[Saved entries]

=== Begin Enclosure ===

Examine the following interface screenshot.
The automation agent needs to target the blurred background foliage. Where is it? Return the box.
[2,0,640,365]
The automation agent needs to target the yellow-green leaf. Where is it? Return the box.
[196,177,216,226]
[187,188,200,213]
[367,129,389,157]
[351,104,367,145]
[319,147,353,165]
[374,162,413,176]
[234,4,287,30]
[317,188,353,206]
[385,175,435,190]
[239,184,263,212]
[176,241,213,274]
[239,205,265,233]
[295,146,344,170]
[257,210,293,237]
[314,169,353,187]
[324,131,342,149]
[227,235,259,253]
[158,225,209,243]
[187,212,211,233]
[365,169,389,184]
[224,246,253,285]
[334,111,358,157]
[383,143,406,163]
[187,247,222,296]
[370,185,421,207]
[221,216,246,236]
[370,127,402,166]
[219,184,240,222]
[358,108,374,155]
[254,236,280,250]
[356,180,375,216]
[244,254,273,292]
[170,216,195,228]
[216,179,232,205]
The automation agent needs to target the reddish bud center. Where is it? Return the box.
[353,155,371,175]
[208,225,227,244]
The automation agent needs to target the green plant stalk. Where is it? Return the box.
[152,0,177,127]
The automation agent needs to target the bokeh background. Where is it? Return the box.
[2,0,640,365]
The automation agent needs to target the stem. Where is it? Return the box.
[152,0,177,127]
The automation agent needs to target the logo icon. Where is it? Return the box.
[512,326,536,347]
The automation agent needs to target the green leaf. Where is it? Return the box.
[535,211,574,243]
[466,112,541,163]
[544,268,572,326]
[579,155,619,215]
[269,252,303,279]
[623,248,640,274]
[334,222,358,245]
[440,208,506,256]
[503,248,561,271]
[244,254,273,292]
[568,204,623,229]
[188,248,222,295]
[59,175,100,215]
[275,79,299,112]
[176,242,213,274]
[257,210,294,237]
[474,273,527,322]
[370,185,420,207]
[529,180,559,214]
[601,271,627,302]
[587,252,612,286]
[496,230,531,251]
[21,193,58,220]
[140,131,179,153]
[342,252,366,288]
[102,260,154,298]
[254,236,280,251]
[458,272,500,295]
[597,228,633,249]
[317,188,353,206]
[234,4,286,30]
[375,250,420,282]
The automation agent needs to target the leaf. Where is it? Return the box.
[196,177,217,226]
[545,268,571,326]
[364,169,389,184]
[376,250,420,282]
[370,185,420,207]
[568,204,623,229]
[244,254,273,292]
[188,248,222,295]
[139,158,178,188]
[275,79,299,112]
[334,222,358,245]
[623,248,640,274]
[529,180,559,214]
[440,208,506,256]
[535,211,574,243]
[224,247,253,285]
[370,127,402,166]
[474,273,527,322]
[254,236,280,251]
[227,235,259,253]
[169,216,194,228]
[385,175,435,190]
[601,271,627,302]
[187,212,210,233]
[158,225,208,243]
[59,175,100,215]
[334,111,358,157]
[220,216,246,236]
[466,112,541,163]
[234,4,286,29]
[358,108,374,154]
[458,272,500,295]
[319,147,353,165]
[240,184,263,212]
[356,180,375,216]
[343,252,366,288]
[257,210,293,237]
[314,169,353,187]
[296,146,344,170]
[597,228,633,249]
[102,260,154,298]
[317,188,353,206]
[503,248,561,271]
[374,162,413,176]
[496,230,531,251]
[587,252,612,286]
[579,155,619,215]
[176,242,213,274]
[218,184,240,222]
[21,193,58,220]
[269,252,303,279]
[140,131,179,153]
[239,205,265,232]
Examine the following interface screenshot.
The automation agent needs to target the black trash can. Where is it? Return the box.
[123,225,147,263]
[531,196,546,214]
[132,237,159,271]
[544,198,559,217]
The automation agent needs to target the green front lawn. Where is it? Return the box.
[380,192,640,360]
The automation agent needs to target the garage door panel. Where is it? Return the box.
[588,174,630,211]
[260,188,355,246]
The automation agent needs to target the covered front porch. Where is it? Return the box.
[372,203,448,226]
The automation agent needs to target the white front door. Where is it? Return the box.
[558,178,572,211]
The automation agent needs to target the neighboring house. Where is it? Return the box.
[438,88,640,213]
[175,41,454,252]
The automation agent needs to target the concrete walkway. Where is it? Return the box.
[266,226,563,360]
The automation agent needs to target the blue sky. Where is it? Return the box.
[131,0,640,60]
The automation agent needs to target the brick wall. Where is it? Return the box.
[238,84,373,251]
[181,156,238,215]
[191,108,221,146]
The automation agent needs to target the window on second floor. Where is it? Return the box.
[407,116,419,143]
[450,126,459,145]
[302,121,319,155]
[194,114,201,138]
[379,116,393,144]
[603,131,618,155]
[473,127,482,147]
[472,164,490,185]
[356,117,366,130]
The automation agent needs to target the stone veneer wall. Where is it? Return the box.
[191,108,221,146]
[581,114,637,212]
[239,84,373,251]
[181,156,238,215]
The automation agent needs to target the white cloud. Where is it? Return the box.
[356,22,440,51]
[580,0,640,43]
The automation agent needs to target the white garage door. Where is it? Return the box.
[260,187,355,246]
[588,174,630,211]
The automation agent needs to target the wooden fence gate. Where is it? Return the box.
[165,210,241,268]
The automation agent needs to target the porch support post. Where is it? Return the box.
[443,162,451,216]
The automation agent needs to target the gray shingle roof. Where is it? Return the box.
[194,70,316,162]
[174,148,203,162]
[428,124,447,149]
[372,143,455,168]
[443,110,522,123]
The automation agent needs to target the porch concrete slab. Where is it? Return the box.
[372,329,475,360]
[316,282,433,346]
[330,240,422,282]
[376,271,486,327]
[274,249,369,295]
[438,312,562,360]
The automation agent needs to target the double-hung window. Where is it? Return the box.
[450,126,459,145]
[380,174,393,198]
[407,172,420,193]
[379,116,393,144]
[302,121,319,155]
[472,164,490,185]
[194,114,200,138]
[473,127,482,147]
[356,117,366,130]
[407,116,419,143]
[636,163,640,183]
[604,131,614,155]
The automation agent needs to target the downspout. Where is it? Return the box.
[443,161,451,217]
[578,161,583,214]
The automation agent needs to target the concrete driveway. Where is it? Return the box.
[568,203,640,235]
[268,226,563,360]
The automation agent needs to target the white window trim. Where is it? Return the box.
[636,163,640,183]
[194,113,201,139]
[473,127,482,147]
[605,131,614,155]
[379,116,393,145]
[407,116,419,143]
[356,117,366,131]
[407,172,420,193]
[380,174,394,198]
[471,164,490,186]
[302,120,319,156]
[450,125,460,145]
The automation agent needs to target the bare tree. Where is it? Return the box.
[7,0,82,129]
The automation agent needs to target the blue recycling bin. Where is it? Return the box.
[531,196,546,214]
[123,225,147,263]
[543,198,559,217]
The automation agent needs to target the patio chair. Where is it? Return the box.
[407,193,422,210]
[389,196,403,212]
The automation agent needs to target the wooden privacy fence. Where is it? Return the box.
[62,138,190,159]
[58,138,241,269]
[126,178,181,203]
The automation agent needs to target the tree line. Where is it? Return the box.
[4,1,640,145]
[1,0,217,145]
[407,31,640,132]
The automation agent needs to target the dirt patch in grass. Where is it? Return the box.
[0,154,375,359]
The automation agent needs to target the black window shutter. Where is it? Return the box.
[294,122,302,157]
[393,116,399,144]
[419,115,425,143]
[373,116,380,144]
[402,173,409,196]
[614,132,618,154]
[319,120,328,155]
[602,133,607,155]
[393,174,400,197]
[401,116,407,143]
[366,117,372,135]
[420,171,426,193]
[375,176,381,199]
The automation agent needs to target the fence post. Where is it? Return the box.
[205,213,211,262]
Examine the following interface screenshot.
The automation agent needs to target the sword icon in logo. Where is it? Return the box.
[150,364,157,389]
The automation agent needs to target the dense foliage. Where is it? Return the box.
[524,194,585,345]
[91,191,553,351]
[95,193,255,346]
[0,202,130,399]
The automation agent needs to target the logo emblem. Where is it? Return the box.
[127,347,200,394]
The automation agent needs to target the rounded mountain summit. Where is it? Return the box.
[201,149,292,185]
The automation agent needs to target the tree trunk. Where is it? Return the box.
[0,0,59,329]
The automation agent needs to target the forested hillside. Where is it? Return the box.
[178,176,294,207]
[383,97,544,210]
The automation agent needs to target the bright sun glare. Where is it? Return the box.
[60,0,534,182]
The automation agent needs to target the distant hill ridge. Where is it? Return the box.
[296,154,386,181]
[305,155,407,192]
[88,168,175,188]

=== End Enclosure ===

WHAT TO PRODUCE:
Print exactly the lines from the one with "The automation agent needs to target the bright" through the end of the data, inclusive.

WRITTEN ANSWER:
The automation agent needs to target the bright sun glare. Where is it? Return the box.
[60,0,534,182]
The automation agent needs to target the distant hill ridge. Where is it? Return the box.
[296,154,386,181]
[305,155,407,192]
[88,168,175,188]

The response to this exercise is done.